19 agosto 2010 By John Pilger
Il 26 luglio Wikileaks ha diffuso migliaia di documenti militari segreti USA sulla guerra in Afghanistan. Sono documentare operazioni sotto copertura, una unità di assassinii segreti e l’uccisione di civili. Documento dopo documento, echeggiano le brutalità del passato coloniale. Dalla Malesia al Vietnam al Bloody Sunday e Basra *, poco è cambiato. La differenza consiste nel fatto che oggi vi è un modo straordinario di sapere fino a che punto le società vengono abitualmente devastate nel nostro nome. Wikileaks ha acquisito i documenti di sei anni di uccisioni di civili sia in Afghanistan sia in Iraq, di cui quelli pubblicati nel Guardian, in Der Spiegel e nel New York Times sono sola una frazione.
[stragi di civili, rispettivamente, ad opera di truppe inglesi in Irlanda e statunitensi in Iraq, N.d.T.]
Comprensibilmente, vi è isteria nelle alte sfere, che esigono che il fondatore di Wikileaks, Julian Assange, sia ‘braccato’ e ‘consegnato’. A Washington ho intervistato un ufficiale superiore del Dipartimento della Difesa e gli ho chiesto: “Può garantire che i redattori di Wikileaks e il redattore capo, che non è americano, non saranno assoggettati al tipo di caccia all’uomo di cui leggiamo sui giornali?”. Mi ha risposto: “Non sono nella posizione di dare garanzie di nulla”. Mi ha riferito della ‘indagine penale in corso’ a carico di un soldato americano, Bradley Manning, un asserito informatore. In una nazione che proclama che la propria costituzione protegge chi dice la verità, l’amministrazione Obama persegue e processa più informatori di qualsiasi altra amministrazione precedente. Un documento del Pentagono afferma senza mezzi termini che i servizi segreti USA intendono ‘emarginare in modo definitivo’ Wikileaks. La tattica preferita consiste nella calunnia, con i giornalisti al servizio delle ‘corporation’ sempre pronti a fare la loro parte.

○ ○ ○

§ **Obiettivo dichiarato A**
Raccogli tutte le righe qui sotto in cui compare la parola "bark", rispettando maiuscole e minuscole.

○ ○ ○

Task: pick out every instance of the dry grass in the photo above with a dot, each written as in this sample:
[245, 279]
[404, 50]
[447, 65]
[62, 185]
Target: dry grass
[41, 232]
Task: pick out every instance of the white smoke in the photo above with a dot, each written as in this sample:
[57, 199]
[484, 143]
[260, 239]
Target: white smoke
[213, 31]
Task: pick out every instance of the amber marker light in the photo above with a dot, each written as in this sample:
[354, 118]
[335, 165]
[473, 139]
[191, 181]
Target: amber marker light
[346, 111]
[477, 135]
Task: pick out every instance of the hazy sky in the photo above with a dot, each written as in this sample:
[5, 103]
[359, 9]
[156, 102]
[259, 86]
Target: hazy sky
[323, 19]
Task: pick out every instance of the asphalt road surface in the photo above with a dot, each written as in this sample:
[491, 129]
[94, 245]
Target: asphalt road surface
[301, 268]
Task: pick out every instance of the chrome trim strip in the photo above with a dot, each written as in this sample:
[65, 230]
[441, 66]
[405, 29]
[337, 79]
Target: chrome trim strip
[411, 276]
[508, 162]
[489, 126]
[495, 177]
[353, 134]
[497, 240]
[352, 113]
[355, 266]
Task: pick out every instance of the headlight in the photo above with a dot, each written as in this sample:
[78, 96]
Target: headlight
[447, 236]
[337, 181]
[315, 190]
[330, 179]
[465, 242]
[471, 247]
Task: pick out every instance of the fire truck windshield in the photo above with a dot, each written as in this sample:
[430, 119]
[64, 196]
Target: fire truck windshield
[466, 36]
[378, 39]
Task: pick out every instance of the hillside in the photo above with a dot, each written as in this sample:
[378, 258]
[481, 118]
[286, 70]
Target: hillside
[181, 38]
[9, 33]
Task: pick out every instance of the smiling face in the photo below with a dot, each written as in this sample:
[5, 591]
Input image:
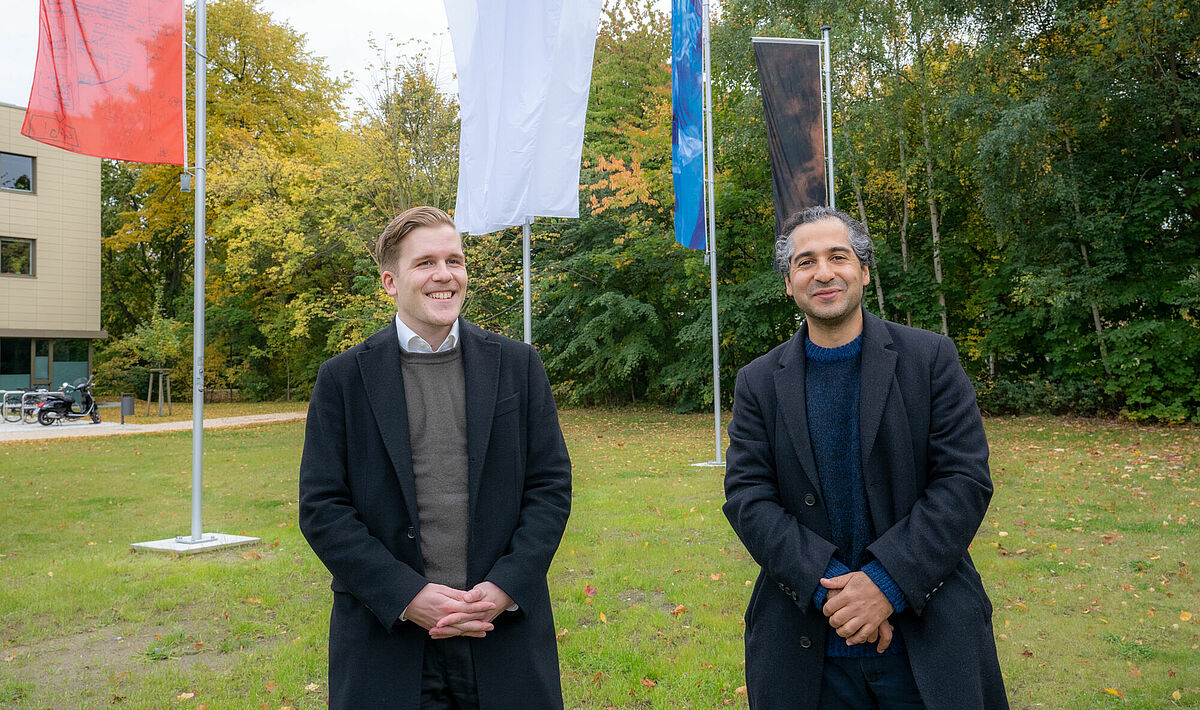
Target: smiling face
[429, 281]
[826, 280]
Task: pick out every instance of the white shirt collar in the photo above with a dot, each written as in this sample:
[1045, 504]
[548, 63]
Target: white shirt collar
[411, 342]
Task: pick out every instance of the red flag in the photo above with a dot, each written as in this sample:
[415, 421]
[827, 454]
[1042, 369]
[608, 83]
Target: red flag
[109, 79]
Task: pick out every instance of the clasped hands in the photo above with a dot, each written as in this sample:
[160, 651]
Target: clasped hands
[449, 612]
[858, 611]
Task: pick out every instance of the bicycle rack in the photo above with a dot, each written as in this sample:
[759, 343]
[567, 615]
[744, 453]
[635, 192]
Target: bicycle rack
[29, 402]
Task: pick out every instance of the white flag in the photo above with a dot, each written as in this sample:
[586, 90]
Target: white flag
[525, 67]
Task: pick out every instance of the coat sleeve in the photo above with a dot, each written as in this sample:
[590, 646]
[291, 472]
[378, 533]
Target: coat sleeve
[545, 498]
[791, 554]
[922, 549]
[329, 521]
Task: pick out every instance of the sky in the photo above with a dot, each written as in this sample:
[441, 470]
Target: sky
[336, 29]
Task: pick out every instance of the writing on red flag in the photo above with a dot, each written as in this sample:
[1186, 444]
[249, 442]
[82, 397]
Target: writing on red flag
[109, 79]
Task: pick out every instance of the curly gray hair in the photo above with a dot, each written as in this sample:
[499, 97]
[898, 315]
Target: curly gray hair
[859, 240]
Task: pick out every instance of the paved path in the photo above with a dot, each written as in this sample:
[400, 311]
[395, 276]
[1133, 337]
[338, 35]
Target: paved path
[18, 432]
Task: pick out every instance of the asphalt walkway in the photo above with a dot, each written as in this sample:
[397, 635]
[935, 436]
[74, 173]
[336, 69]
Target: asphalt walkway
[19, 432]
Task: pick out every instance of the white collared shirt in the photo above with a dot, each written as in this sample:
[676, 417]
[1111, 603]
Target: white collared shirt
[411, 342]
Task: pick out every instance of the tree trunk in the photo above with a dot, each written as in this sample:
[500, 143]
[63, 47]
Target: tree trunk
[933, 221]
[1087, 263]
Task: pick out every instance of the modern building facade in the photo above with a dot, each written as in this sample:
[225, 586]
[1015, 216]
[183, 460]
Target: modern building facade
[49, 259]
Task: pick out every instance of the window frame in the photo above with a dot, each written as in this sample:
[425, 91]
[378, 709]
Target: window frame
[33, 173]
[33, 257]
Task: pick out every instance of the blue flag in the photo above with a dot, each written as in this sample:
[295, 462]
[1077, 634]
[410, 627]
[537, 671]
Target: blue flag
[687, 121]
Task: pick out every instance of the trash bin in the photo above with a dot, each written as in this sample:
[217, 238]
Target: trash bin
[126, 405]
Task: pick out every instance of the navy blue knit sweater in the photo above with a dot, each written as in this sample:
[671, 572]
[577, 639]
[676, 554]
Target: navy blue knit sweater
[832, 384]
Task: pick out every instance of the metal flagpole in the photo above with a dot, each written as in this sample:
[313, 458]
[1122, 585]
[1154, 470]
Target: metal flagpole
[198, 540]
[711, 253]
[202, 70]
[828, 73]
[525, 278]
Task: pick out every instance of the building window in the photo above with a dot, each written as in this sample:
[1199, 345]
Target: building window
[15, 363]
[16, 172]
[16, 256]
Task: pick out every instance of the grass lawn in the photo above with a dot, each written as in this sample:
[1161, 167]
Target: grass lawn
[1087, 553]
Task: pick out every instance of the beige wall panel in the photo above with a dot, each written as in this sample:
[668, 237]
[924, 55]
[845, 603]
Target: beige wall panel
[64, 218]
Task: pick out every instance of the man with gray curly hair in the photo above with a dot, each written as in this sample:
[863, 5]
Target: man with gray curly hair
[857, 476]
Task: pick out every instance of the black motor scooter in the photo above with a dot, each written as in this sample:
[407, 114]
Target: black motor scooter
[57, 407]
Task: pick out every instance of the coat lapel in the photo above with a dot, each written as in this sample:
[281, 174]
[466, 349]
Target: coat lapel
[790, 398]
[481, 367]
[879, 372]
[379, 367]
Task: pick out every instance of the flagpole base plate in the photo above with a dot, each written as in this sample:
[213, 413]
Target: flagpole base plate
[187, 545]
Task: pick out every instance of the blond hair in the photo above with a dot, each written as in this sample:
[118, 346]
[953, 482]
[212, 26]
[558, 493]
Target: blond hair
[401, 226]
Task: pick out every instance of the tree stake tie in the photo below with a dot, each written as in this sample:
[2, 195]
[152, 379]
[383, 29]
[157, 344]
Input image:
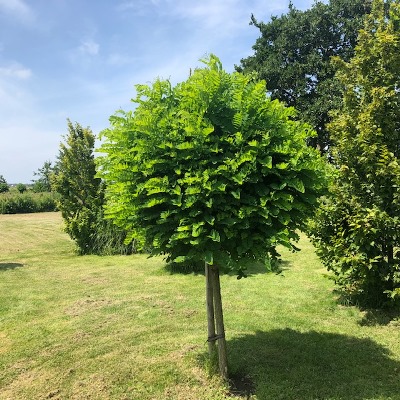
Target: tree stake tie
[215, 338]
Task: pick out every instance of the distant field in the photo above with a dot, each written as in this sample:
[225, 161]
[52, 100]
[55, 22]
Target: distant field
[123, 327]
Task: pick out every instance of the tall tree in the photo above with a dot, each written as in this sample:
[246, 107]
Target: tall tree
[43, 181]
[357, 230]
[293, 56]
[210, 170]
[4, 187]
[78, 187]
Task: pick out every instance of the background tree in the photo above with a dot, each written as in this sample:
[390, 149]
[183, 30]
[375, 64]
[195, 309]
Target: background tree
[293, 56]
[210, 170]
[4, 187]
[43, 181]
[82, 196]
[21, 187]
[357, 231]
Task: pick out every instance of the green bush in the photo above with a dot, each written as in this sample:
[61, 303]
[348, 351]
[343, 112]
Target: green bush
[27, 202]
[21, 188]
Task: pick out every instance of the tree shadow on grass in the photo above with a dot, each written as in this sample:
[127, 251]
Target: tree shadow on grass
[286, 364]
[252, 268]
[381, 317]
[8, 266]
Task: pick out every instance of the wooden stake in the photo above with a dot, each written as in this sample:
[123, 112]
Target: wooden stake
[219, 323]
[210, 312]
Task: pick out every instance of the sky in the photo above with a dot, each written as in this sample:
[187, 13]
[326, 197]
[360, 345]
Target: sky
[80, 59]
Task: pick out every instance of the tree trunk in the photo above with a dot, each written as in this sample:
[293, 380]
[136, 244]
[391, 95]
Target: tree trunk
[212, 276]
[210, 312]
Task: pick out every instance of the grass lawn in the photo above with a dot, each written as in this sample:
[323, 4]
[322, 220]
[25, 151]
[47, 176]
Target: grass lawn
[124, 327]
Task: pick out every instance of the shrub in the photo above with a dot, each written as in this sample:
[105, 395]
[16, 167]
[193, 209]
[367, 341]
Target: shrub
[27, 202]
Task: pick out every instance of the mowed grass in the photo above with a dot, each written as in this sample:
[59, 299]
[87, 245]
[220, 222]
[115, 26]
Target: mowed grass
[124, 327]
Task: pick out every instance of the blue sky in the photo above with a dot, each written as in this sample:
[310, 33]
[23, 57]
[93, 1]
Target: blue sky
[80, 59]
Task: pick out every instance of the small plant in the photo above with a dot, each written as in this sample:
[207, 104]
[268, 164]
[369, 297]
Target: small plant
[21, 188]
[3, 185]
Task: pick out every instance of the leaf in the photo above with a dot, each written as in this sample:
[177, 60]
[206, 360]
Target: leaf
[296, 184]
[215, 237]
[236, 193]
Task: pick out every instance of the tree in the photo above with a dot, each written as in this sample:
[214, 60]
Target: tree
[210, 170]
[78, 187]
[43, 182]
[357, 230]
[293, 56]
[82, 197]
[3, 185]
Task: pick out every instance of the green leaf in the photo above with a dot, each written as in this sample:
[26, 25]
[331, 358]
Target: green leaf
[214, 236]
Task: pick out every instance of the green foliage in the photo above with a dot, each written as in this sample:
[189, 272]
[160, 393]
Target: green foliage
[210, 170]
[357, 230]
[293, 56]
[27, 202]
[43, 181]
[3, 185]
[21, 188]
[82, 196]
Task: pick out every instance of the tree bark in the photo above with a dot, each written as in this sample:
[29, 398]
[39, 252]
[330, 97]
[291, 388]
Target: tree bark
[219, 323]
[210, 312]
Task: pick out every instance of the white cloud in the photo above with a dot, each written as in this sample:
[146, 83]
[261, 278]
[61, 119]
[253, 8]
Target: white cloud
[15, 70]
[89, 47]
[18, 9]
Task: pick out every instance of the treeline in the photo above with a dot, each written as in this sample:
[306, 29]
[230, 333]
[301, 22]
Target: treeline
[14, 202]
[337, 66]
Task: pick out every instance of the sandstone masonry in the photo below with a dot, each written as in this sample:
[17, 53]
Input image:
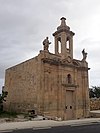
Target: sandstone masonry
[54, 85]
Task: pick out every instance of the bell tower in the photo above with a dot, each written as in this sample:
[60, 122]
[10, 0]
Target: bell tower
[64, 40]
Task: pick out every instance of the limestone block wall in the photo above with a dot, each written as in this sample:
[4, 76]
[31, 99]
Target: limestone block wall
[95, 104]
[22, 84]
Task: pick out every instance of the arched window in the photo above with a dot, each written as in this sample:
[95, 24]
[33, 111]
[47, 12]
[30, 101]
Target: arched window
[69, 79]
[68, 44]
[59, 45]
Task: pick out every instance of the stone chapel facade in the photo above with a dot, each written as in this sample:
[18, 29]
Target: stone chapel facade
[54, 85]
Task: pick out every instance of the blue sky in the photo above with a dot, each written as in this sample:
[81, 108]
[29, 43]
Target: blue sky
[25, 23]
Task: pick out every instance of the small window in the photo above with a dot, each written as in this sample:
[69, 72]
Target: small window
[70, 107]
[66, 106]
[69, 79]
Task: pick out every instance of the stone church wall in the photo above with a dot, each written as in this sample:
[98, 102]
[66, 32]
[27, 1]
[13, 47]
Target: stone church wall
[95, 104]
[22, 81]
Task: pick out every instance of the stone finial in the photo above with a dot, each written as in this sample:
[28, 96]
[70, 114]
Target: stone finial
[46, 44]
[84, 55]
[63, 22]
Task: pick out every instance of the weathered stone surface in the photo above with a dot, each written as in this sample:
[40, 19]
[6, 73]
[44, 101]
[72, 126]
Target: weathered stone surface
[95, 104]
[54, 85]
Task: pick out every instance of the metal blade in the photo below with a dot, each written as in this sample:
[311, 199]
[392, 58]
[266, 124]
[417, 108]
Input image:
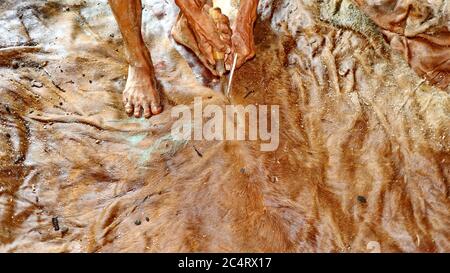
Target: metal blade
[230, 81]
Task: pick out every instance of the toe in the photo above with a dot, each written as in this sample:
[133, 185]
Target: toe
[156, 108]
[147, 110]
[129, 108]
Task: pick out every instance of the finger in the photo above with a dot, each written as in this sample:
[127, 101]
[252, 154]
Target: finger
[137, 111]
[147, 110]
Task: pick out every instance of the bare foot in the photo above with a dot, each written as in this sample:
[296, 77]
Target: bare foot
[140, 96]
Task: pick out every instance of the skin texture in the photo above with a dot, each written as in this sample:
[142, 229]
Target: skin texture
[363, 160]
[141, 97]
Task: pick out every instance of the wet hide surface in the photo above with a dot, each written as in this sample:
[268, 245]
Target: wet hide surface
[419, 30]
[362, 164]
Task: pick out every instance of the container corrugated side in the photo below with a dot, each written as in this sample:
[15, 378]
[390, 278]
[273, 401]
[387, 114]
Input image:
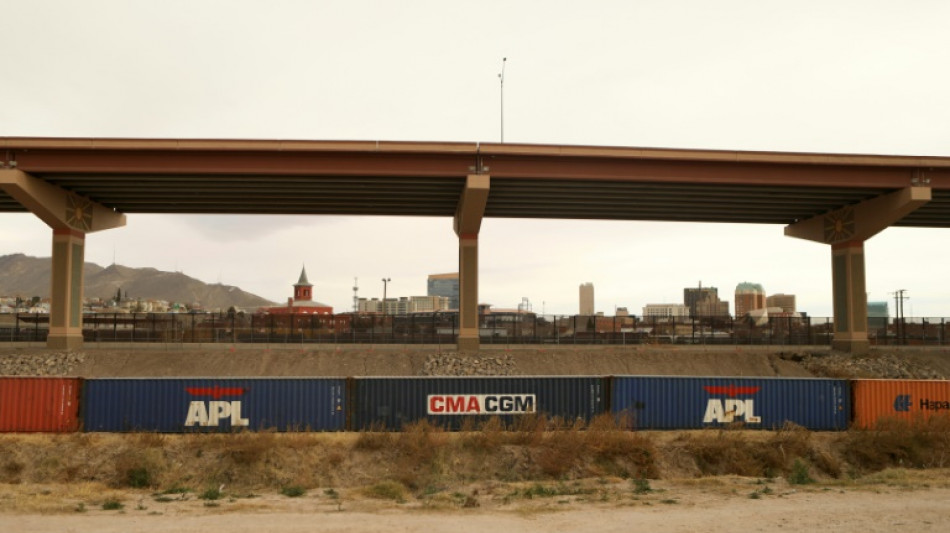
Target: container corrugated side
[210, 404]
[391, 403]
[876, 399]
[34, 404]
[667, 402]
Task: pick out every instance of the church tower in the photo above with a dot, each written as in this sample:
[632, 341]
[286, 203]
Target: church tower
[303, 289]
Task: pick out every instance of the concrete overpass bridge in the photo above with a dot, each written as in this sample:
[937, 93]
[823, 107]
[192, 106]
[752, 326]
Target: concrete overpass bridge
[79, 186]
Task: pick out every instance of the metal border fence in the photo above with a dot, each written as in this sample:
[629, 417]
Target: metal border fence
[442, 328]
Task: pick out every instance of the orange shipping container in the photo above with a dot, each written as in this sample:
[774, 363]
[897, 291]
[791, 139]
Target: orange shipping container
[875, 399]
[39, 404]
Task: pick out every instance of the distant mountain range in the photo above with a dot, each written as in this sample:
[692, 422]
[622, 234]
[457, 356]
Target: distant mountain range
[26, 276]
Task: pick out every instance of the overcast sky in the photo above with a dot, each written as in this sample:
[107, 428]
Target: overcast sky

○ ○ ○

§ **Obiettivo dichiarato B**
Scrivi il seguito del brano su Wikileaks e sui documenti militari segreti, ripartendo dopo la sua ultima frase.

§ **Risposta corretta A**
Task: pick out every instance of the tree bark in the photo above with a dot, each written as in this sample:
Target: tree bark

§ **Risposta corretta B**
Il 31 luglio la celebre giornalista americana Christiane Amanapour ha intervistato il Segretario alla Difesa Robert Gates sulla rete ABC. Ha invitato Gates a descrivere ai suoi spettatori la sua ‘rabbia’ nei confronti di Wikileaks. Ha fatto eco alla linea del Pentagono secondo la quale “questa falla ha le mani insanguinate” dando a Gates l’imbeccata per trovare Wikileaks ‘colpevole’ di ‘responsabilità morale’. Una simile ipocrisia proveniente da un regime inzuppato del sangue dei popoli dell’Afghanistan e dell’Iraq – come dimostrano i suoi documenti – evidentemente non è degna di un’inchiesta giornalistica. Ciò desta poca sorpresa ora che una nuova a temibile forma di responsabilità pubblica, rappresentata da Wikileaks, minaccia non solo i guerrafondai ma anche i loro apologeti.
La loro attuale propaganda consiste nel dichiarare Wikileaks ‘irresponsabile’. In precedenza, quest’anno, prima di diffondere il video del campo di battaglia in cui un elicottero da combattimento uccideva 19 civili in Iraq, compresi giornalisti e bambini, Wikileaks aveva mandato degli inviati a Baghdad per visitare le famiglie delle vittime al fine di prepararle. Prima della diffusione dei Diari di Guerra dell’Afghanistan, il mese scorso, Wikileaks ha scritto alla Casa Bianca chiedendole di identificare i nomi che avrebbero potuto attirare rappresaglie. Non c’è stata risposta. Più di 15.000 documenti sono stati trattenuti ed essi, dice Assange, non saranno pubblicati prima di essere stati controllati ‘riga per riga’ in modo da poter cancellare i nomi delle persone a rischio.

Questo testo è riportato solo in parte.